Items from a data source:
================
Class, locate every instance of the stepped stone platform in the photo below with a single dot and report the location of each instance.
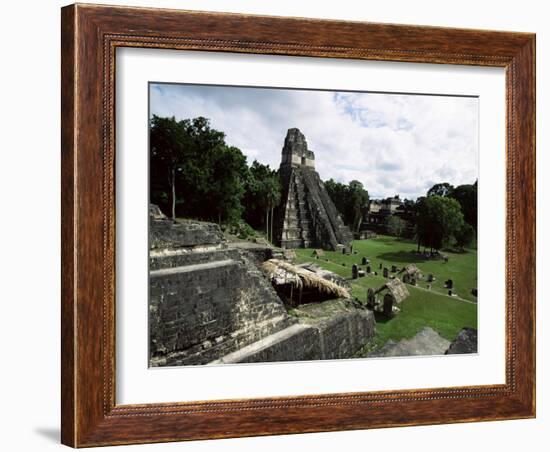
(307, 216)
(332, 329)
(210, 303)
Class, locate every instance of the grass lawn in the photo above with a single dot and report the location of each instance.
(433, 308)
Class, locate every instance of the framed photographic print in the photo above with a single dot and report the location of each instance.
(281, 225)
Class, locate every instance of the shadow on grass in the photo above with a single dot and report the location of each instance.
(403, 256)
(381, 318)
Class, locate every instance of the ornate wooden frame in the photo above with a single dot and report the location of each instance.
(90, 35)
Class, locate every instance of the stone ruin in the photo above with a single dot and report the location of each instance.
(411, 274)
(210, 303)
(393, 291)
(307, 217)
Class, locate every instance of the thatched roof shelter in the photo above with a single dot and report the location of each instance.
(282, 273)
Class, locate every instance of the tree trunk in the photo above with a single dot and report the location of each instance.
(173, 184)
(271, 232)
(267, 223)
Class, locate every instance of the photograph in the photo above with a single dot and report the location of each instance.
(303, 224)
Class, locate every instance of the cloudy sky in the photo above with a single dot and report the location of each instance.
(392, 143)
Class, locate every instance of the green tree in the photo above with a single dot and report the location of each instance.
(168, 143)
(227, 185)
(439, 218)
(465, 235)
(350, 200)
(263, 193)
(395, 225)
(466, 195)
(193, 172)
(441, 189)
(357, 203)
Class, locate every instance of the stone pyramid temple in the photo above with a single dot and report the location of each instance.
(307, 217)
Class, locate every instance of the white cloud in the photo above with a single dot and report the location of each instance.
(392, 143)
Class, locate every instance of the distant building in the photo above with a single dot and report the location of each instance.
(380, 209)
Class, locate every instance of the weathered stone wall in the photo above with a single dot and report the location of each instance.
(210, 303)
(206, 300)
(329, 330)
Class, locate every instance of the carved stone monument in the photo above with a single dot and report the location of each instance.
(307, 217)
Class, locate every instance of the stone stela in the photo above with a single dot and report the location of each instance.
(307, 217)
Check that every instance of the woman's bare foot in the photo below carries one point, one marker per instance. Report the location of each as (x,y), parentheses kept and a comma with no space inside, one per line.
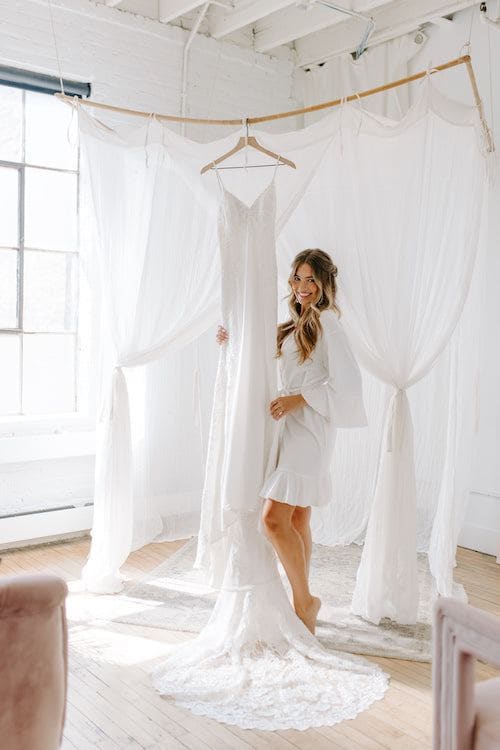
================
◆ Work required ◆
An exact retyping of each record, with no pictures, is the answer required.

◆ Task result ◆
Class, locate every instance of the stepped stone platform in the photo below with a single dot and report the location of each instance.
(307, 216)
(332, 329)
(210, 303)
Class, locate every instance of the grass lawn in the photo above with a single dot and report the location of each instance.
(433, 308)
Class, locate every instance of the framed photographic print in the photo above with a single dot and report the location of each instance.
(281, 225)
Class, locate every instance of the shadow on grass in the photo above with a single dot and report the location of each instance.
(403, 256)
(381, 318)
Class, locate every instance of the ornate wooden frame in the photo above with a single dot and report the location of each instance.
(90, 35)
Class, locate every instance of the stone ruin in the photo above with a single dot and report the location of each instance.
(411, 274)
(210, 303)
(393, 291)
(307, 217)
Class, locate every instance of the thatched roof shelter in the photo above with a single dot and report the location of each instance.
(282, 273)
Class, locate every instance of the tree trunk in the photo above with a single dot and report the location of each instance.
(173, 184)
(271, 232)
(267, 223)
Class, locate every instance of the photograph in the photo above with a single dot and report the location of each instance.
(303, 224)
Class, locate every instance of the cloudy sky in the photo above with a single dot and report the location of each instance.
(392, 143)
Class, locate every instance of the green tree in the photo above with a single dot and report the location of each instance.
(168, 143)
(227, 185)
(439, 218)
(465, 235)
(350, 200)
(263, 193)
(395, 225)
(466, 195)
(193, 172)
(441, 189)
(357, 203)
Class, locate every instance of the stone pyramid temple in the photo above with a single dot and report the location of each instance.
(307, 217)
Class, locate every instance of the white cloud in the photo above with a single dot and report the location of each instance.
(392, 143)
Class, locate every instance of the distant building in the photo above with a single dot and report the location of each instance.
(380, 209)
Class, locate every instance of the weathered stone wall in the photo above with a single dot and report the location of each instance.
(210, 303)
(206, 300)
(329, 330)
Class, locate every instance of the carved stone monument in the photo above with a single dot and report the location of each instance.
(307, 217)
Class, locate every instance of the stone stela in the photo above with a single dot and report the location of each instance.
(307, 217)
Check that every instance of the woman's bare foot in the photo below carries one point, one marker per instance. Report the location of each as (x,y), parentheses kept and a comma with no space inside, one per line.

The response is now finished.